### Exercise goal
Without any of the pictures, print every record below exactly.

═════ Record extracts

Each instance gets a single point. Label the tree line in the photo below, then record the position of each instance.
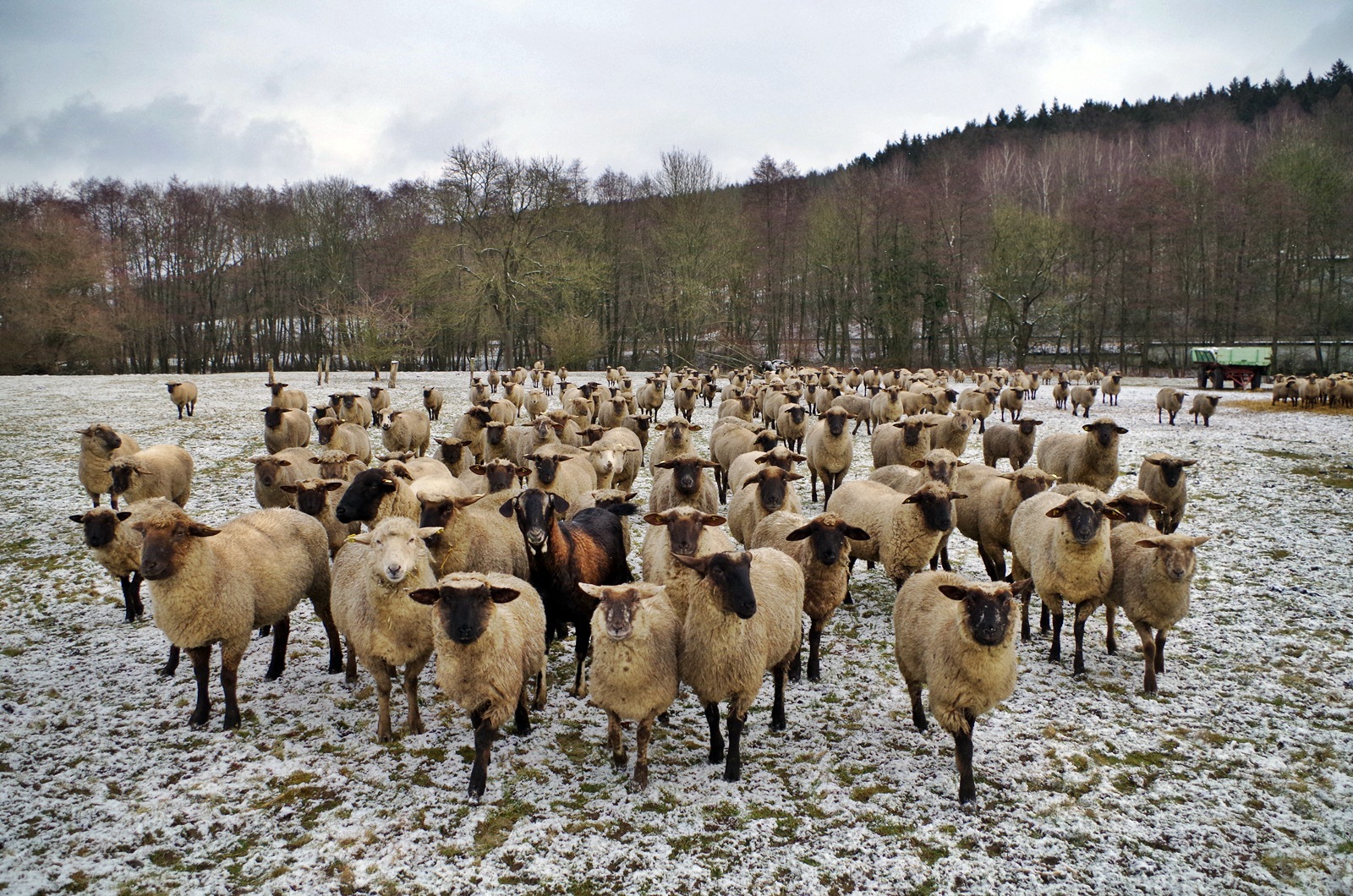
(1082, 234)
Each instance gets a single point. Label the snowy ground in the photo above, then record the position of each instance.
(1238, 776)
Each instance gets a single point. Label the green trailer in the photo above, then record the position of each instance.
(1241, 364)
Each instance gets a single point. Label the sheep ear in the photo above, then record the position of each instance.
(426, 596)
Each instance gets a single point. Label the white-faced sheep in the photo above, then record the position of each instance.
(1163, 479)
(957, 639)
(822, 549)
(99, 445)
(1152, 578)
(490, 641)
(635, 664)
(221, 585)
(742, 619)
(372, 576)
(1089, 459)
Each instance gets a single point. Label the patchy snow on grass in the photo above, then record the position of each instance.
(1237, 776)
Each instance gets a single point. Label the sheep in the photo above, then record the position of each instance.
(159, 472)
(822, 549)
(681, 481)
(830, 451)
(473, 539)
(1152, 576)
(272, 472)
(1163, 479)
(184, 396)
(903, 441)
(99, 445)
(904, 529)
(565, 554)
(1091, 459)
(1082, 396)
(383, 630)
(985, 517)
(953, 432)
(764, 493)
(432, 402)
(1168, 401)
(220, 585)
(1204, 405)
(490, 641)
(405, 430)
(1011, 441)
(635, 669)
(742, 620)
(957, 639)
(284, 428)
(1062, 543)
(344, 436)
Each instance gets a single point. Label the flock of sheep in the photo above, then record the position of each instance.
(487, 544)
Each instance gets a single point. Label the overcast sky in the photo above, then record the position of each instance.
(264, 92)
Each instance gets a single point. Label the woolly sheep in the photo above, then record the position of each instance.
(742, 620)
(1163, 479)
(1089, 459)
(490, 641)
(221, 585)
(99, 445)
(635, 664)
(956, 637)
(1152, 578)
(383, 630)
(159, 472)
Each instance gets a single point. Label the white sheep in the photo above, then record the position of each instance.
(957, 639)
(490, 641)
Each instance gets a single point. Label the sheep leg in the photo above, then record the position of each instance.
(716, 738)
(616, 738)
(734, 765)
(964, 757)
(202, 672)
(1143, 631)
(281, 631)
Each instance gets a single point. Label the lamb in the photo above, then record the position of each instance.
(1091, 459)
(405, 430)
(1168, 401)
(344, 436)
(1152, 576)
(99, 445)
(272, 472)
(184, 396)
(490, 641)
(762, 494)
(220, 585)
(1082, 396)
(284, 428)
(635, 664)
(742, 620)
(372, 576)
(1204, 405)
(904, 531)
(159, 472)
(1011, 441)
(1062, 542)
(1163, 479)
(822, 549)
(956, 637)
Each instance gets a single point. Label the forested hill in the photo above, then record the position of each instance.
(1084, 234)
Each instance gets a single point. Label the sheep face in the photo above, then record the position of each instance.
(363, 499)
(730, 576)
(464, 605)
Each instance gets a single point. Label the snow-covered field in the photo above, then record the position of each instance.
(1238, 776)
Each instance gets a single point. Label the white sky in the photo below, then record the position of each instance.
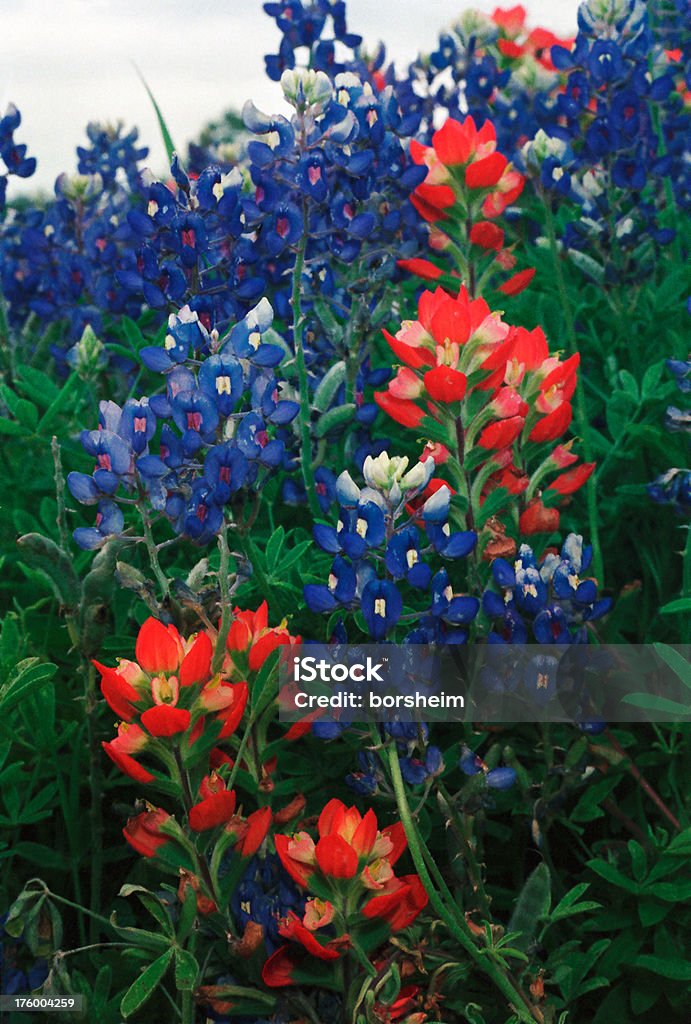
(65, 62)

══════════

### Your solution
Each instance gets a single point. Label the tree line in the photo below, then record the position of each instance.
(1082, 234)
Each instance gets a single point. Label the snowy ground in the photo above, then record the position of each instance.
(1238, 776)
Each instance gets a single point. Label the green trailer in the photo above, then record the position of each instance.
(1241, 364)
Each instance gets a single point. Label the sheep ear in the photo above, then record the position of each instance.
(426, 596)
Each instance gets a single point. Label the white-faced sheep in the photo above, then record the position of each instance.
(1163, 479)
(957, 639)
(822, 549)
(99, 445)
(1152, 578)
(490, 641)
(635, 664)
(221, 585)
(742, 619)
(372, 576)
(1089, 459)
Each instance gets a single point. Label the patchy snow on grass in the photo above, then record the position of each instance.
(1237, 776)
Each instance gets a single point. Label the sheep in the photo above, then record the position of each instance.
(159, 472)
(822, 549)
(681, 481)
(830, 451)
(473, 539)
(1152, 576)
(272, 472)
(1163, 479)
(184, 396)
(903, 441)
(99, 445)
(904, 529)
(565, 554)
(1091, 459)
(1082, 396)
(383, 630)
(985, 517)
(953, 432)
(764, 493)
(432, 402)
(1168, 401)
(220, 585)
(1204, 405)
(490, 641)
(405, 430)
(1011, 441)
(635, 669)
(742, 620)
(957, 639)
(284, 428)
(1062, 543)
(344, 436)
Each instance gets a single point. Label the flock of sheep in the photo above, then record the position of each instance.
(487, 544)
Each instance gets a single point. Label the overcast sky in the photo above, then record the position of each instance.
(264, 92)
Each instance gets a single point. Label the woolly sheep in the photo above, then record the position of each instance.
(742, 620)
(1163, 479)
(1089, 459)
(490, 641)
(221, 585)
(99, 445)
(635, 664)
(956, 637)
(1152, 578)
(383, 630)
(159, 472)
Each instance gets a single point. Label the white sheep in the photo above, then record the position of each instance.
(957, 639)
(490, 641)
Each instance gets a single point. Label the sheep leg in the photo above, then record the position of each instance.
(716, 738)
(616, 738)
(734, 765)
(964, 757)
(202, 672)
(1143, 631)
(281, 631)
Each instance gets a single point. Label the lamb in the photo above, then record the position of each instance.
(1091, 459)
(405, 430)
(1168, 401)
(344, 436)
(1152, 576)
(99, 445)
(272, 472)
(184, 396)
(490, 641)
(762, 494)
(220, 585)
(1082, 396)
(284, 428)
(635, 664)
(742, 620)
(372, 576)
(1204, 405)
(904, 531)
(159, 472)
(1011, 441)
(1062, 542)
(1163, 479)
(822, 549)
(956, 637)
Each instance gets a single point. Label the forested hill in the photo above, then record the position of each instance.
(1084, 234)
Each instance gets a single point. Label the sheep face in the photo above, then record the position of each instance.
(363, 499)
(730, 576)
(464, 605)
Each instance gets a single point. Label the snow-covered field in the photo above, then record the position of each instance.
(1238, 776)
Each instance gets a single point. Label the white sky in the photo below, then record the position of each instance.
(65, 62)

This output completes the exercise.